[Records]
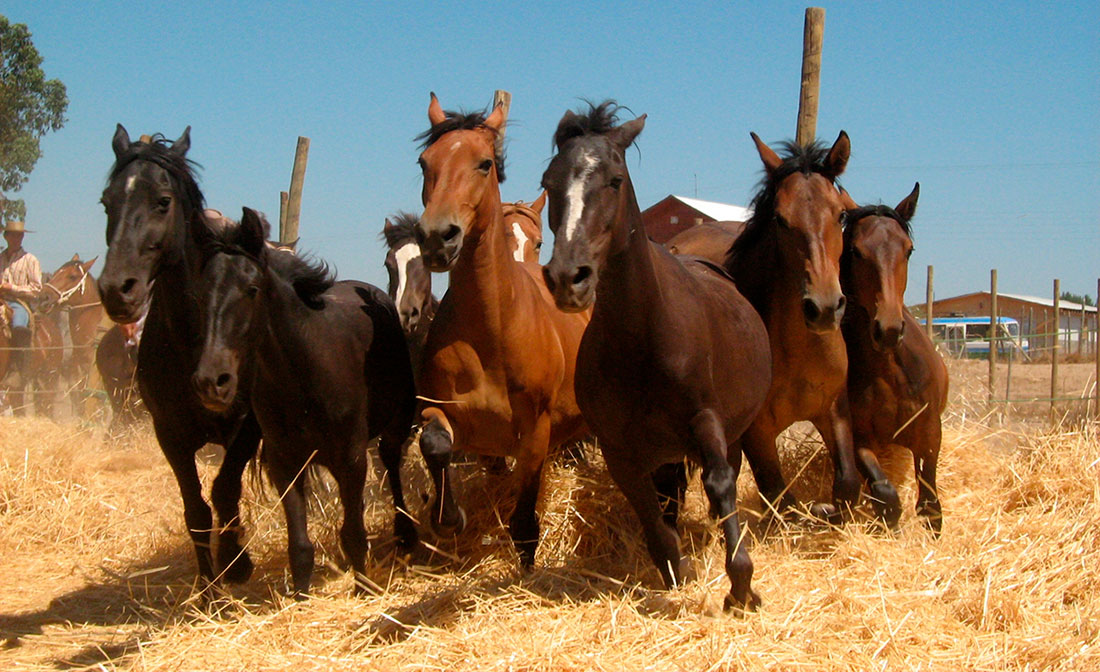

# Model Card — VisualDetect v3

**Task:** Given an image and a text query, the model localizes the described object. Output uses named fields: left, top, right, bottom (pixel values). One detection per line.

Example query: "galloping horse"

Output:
left=542, top=102, right=771, bottom=609
left=194, top=208, right=417, bottom=595
left=501, top=191, right=547, bottom=264
left=39, top=254, right=103, bottom=412
left=382, top=212, right=439, bottom=374
left=840, top=184, right=947, bottom=533
left=99, top=124, right=261, bottom=582
left=416, top=93, right=589, bottom=566
left=725, top=131, right=898, bottom=517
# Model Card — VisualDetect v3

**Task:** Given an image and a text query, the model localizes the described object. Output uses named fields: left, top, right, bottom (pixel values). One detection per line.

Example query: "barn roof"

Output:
left=672, top=194, right=752, bottom=222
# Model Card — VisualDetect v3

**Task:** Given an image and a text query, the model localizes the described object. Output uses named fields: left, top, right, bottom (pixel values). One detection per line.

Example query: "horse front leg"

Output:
left=210, top=412, right=260, bottom=583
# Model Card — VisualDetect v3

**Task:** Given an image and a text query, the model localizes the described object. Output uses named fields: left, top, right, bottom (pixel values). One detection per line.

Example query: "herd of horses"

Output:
left=81, top=95, right=947, bottom=610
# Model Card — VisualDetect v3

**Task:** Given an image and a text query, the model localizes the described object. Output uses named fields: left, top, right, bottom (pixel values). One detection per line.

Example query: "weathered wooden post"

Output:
left=794, top=7, right=825, bottom=146
left=924, top=264, right=934, bottom=342
left=1051, top=278, right=1062, bottom=420
left=279, top=135, right=309, bottom=245
left=989, top=268, right=1000, bottom=404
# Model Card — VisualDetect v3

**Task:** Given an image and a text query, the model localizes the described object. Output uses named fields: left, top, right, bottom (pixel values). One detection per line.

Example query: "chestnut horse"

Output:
left=840, top=184, right=947, bottom=533
left=416, top=93, right=589, bottom=566
left=99, top=124, right=261, bottom=582
left=726, top=131, right=898, bottom=519
left=382, top=212, right=439, bottom=373
left=39, top=254, right=105, bottom=415
left=542, top=102, right=771, bottom=609
left=502, top=191, right=547, bottom=264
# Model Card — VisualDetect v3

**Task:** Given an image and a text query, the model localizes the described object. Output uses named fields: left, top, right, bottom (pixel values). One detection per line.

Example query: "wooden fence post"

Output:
left=924, top=264, right=934, bottom=342
left=989, top=268, right=1001, bottom=403
left=279, top=135, right=309, bottom=245
left=794, top=7, right=825, bottom=146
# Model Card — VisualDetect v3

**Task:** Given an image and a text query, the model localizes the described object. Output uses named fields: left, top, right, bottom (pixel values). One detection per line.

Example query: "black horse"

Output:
left=194, top=208, right=417, bottom=595
left=99, top=124, right=261, bottom=582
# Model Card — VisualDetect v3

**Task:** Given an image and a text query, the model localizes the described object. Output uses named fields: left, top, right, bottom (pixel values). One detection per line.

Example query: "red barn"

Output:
left=641, top=196, right=752, bottom=244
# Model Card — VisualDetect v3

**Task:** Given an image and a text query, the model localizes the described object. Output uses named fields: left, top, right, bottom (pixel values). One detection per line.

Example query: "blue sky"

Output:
left=0, top=0, right=1100, bottom=301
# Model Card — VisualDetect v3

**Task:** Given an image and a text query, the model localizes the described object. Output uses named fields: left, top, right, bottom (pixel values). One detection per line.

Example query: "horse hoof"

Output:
left=722, top=588, right=760, bottom=617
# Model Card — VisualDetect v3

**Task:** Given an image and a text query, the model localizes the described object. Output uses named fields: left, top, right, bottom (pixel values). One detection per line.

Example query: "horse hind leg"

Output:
left=692, top=410, right=760, bottom=613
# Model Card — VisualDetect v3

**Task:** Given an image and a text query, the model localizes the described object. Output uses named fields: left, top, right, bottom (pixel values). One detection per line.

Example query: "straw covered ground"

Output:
left=0, top=363, right=1100, bottom=671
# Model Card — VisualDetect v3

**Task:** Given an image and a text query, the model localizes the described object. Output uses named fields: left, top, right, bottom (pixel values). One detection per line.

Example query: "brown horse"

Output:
left=416, top=93, right=589, bottom=566
left=39, top=254, right=105, bottom=415
left=501, top=191, right=547, bottom=264
left=664, top=222, right=745, bottom=260
left=542, top=102, right=771, bottom=609
left=840, top=184, right=947, bottom=533
left=725, top=131, right=897, bottom=518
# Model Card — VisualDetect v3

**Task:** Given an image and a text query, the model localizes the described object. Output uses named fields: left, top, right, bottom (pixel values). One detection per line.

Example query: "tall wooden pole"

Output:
left=794, top=7, right=825, bottom=146
left=989, top=268, right=1001, bottom=401
left=924, top=264, right=933, bottom=341
left=279, top=135, right=309, bottom=245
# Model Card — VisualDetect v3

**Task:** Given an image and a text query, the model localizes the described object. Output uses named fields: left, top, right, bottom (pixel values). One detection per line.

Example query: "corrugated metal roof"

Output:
left=672, top=194, right=752, bottom=222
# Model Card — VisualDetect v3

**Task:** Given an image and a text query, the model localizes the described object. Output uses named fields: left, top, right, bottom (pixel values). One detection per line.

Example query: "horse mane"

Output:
left=725, top=140, right=837, bottom=309
left=201, top=216, right=336, bottom=310
left=413, top=110, right=505, bottom=184
left=553, top=100, right=623, bottom=148
left=380, top=210, right=420, bottom=250
left=108, top=133, right=206, bottom=212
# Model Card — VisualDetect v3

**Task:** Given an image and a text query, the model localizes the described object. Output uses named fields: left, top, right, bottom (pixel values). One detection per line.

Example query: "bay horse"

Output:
left=542, top=101, right=771, bottom=609
left=416, top=93, right=590, bottom=568
left=382, top=212, right=439, bottom=373
left=724, top=131, right=898, bottom=520
left=840, top=184, right=948, bottom=535
left=39, top=254, right=103, bottom=415
left=99, top=124, right=261, bottom=583
left=191, top=208, right=417, bottom=596
left=501, top=191, right=547, bottom=264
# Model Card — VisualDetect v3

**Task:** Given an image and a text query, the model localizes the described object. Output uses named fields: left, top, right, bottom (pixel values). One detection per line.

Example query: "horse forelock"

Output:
left=414, top=110, right=505, bottom=184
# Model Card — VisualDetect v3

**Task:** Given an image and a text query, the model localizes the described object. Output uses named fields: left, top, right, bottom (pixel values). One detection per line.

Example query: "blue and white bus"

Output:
left=917, top=316, right=1030, bottom=360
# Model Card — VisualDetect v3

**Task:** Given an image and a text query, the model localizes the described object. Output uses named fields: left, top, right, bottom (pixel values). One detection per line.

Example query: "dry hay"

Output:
left=0, top=371, right=1100, bottom=670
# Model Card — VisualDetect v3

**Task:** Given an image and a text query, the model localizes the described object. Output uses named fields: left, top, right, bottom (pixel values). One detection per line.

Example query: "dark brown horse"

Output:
left=99, top=124, right=261, bottom=582
left=191, top=208, right=417, bottom=595
left=382, top=212, right=439, bottom=374
left=542, top=102, right=771, bottom=609
left=416, top=95, right=589, bottom=566
left=39, top=254, right=105, bottom=416
left=725, top=131, right=897, bottom=518
left=840, top=184, right=947, bottom=533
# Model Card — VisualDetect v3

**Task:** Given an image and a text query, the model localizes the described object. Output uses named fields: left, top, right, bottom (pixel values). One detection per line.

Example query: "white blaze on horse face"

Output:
left=512, top=222, right=527, bottom=262
left=565, top=152, right=597, bottom=243
left=394, top=243, right=420, bottom=307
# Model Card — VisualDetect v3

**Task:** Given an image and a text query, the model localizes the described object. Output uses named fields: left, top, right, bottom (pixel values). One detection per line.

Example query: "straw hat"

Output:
left=3, top=221, right=34, bottom=233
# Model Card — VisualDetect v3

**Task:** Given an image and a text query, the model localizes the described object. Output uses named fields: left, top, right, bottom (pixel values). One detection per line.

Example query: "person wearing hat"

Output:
left=0, top=221, right=42, bottom=384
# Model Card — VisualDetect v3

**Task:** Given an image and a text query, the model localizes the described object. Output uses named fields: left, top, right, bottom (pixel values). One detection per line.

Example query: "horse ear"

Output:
left=111, top=123, right=130, bottom=158
left=237, top=208, right=267, bottom=256
left=611, top=114, right=646, bottom=150
left=749, top=133, right=783, bottom=175
left=172, top=126, right=191, bottom=156
left=428, top=91, right=447, bottom=125
left=894, top=183, right=921, bottom=221
left=531, top=189, right=547, bottom=216
left=839, top=187, right=859, bottom=210
left=485, top=103, right=507, bottom=131
left=825, top=131, right=851, bottom=179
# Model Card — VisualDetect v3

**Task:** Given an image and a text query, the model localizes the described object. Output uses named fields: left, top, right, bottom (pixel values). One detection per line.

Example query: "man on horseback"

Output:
left=0, top=221, right=42, bottom=382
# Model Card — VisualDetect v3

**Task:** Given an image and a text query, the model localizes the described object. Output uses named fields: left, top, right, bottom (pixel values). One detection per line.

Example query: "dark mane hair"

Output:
left=197, top=216, right=336, bottom=310
left=413, top=110, right=505, bottom=184
left=380, top=210, right=420, bottom=250
left=844, top=203, right=913, bottom=240
left=553, top=100, right=623, bottom=148
left=108, top=133, right=206, bottom=212
left=726, top=141, right=837, bottom=310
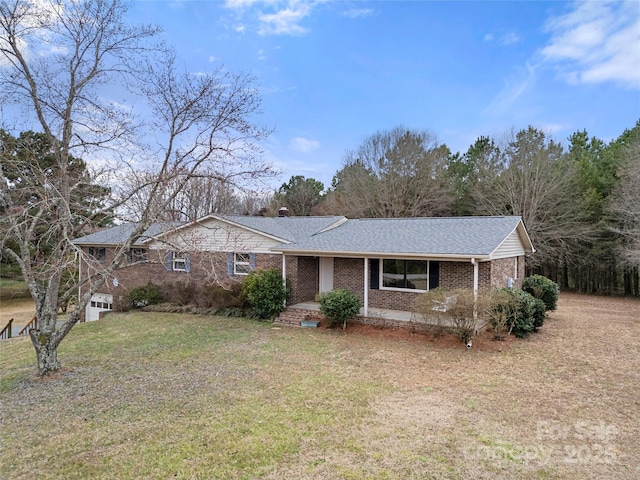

Work to be completed:
Reproduce the data from its first line through the line containing "left=81, top=95, right=947, bottom=610", including both ends, with every bounding box coordinate increased by 138. Leave the pictures out of your answer.

Exercise response:
# Model Card — VisualDetect v3

**Task:** Given an image and a text query, the model localizes the described object. Output uses named fields: left, top, right, bottom (pixel values). One detection per line.

Example query: "galloping horse"

Output:
left=680, top=240, right=909, bottom=747
left=332, top=346, right=555, bottom=733
left=639, top=329, right=685, bottom=402
left=177, top=392, right=241, bottom=550
left=520, top=350, right=577, bottom=512
left=978, top=322, right=1085, bottom=671
left=237, top=262, right=399, bottom=720
left=554, top=231, right=727, bottom=704
left=863, top=269, right=1036, bottom=655
# Model Card — VisualDetect v3

**Task:** Given an image and a text query, the model localizes the described object. Output uses named fields: left, top, right, bottom (pixel values). One detection per line.

Example query: "barn roof"

Output:
left=810, top=332, right=890, bottom=360
# Model Card — VisualDetect v3

**Task:** Given an image and a text query, the model localizes the described object. Output uses named fields: left, top, right, bottom (pixel values). One detection per line.

Example query: "horse front leg"

Output:
left=348, top=550, right=398, bottom=721
# Model Card — VisualDetect v3

**Task:** Given an image and a text query, the model localizes the described object. Output uses named fields: left, top, right, bottom (pixel values). One detection per line.

Example query: "herd of horses"

Output:
left=219, top=233, right=1085, bottom=748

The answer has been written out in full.